Task prompt: Repeat the records below exactly as they appear.

Coordinate labeling data:
##############################
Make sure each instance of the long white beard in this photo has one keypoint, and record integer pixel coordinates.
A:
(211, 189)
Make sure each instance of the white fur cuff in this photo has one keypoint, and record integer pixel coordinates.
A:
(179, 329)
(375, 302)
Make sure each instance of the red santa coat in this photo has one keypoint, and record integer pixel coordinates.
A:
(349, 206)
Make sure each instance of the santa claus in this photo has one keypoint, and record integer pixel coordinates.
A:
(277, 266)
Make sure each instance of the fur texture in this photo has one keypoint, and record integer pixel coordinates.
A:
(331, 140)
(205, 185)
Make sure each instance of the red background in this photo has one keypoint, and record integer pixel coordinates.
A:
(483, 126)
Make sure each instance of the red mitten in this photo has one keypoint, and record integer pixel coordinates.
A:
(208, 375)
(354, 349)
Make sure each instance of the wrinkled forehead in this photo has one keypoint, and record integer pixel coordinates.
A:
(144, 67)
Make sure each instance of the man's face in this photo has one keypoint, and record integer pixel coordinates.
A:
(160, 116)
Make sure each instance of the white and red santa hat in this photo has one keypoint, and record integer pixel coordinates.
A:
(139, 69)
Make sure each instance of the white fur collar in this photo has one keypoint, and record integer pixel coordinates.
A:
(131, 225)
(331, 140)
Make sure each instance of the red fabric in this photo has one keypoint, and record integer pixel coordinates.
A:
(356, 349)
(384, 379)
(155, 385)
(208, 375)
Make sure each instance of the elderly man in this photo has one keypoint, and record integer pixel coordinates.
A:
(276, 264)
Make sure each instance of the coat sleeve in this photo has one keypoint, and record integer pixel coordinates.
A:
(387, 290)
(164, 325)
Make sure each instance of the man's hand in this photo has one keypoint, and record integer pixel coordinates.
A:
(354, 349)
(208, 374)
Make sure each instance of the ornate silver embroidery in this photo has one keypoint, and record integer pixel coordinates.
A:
##############################
The response:
Make sure each instance of the long white beard in this photo has one keypoint, and record integer pixel coordinates.
A:
(211, 189)
Make sure each instance of the white fur cuff in this photo has one keypoint, and record integer pixel coordinates.
A:
(179, 329)
(375, 302)
Make sure each instance of the red santa coat in this photo has one keypoint, and record integer pixel coordinates.
A:
(349, 206)
Make sure each instance of the santa claus in this photo has one keypoint, and record integer pixel coordinates.
A:
(277, 266)
Make sure each instance of the fur texture in this photo has one keypoint, and record integer pixel coordinates.
A:
(331, 140)
(205, 185)
Make sure each instance of the red background in this photo has one keypoint, and record integer pixel coordinates.
A:
(483, 126)
Make sure each instance of the red mitten in this photo has one keypoint, and record integer pixel coordinates.
A:
(208, 375)
(354, 349)
Make sure each instance of the wrinkled forehead in this photo has one keypoint, and record integer pixel coordinates.
A:
(144, 67)
Make sure each instance of the man's face in this photo has one keypoint, and record integer pixel coordinates.
A:
(160, 116)
Make sure each instance of the white and red santa hat in this photo has one keypoint, and record integer pixel coordinates.
A:
(139, 69)
Make sure each instance of the white fur collar in this photo has one keypoint, and record integer pixel coordinates.
A:
(131, 225)
(331, 140)
Make sure each instance of the red fabric in this photo has one keypoint, and record integer pixel coordinates.
A:
(356, 349)
(384, 379)
(155, 385)
(208, 375)
Make sure each instance of the elderly man in this photo has one keypoint, and record integer pixel coordinates.
A:
(276, 264)
Make sure each instance of the coat sleeve in this photo has one keypoint, and record integer pixel coordinates.
A:
(387, 290)
(164, 325)
Make sure each instance of the man's hand in this photo has one keypoint, and record integer pixel coordinates.
A:
(354, 349)
(208, 374)
Make sure each instance of the ornate silver embroidery in this photo has one keypoint, and record integer pixel coordinates.
A:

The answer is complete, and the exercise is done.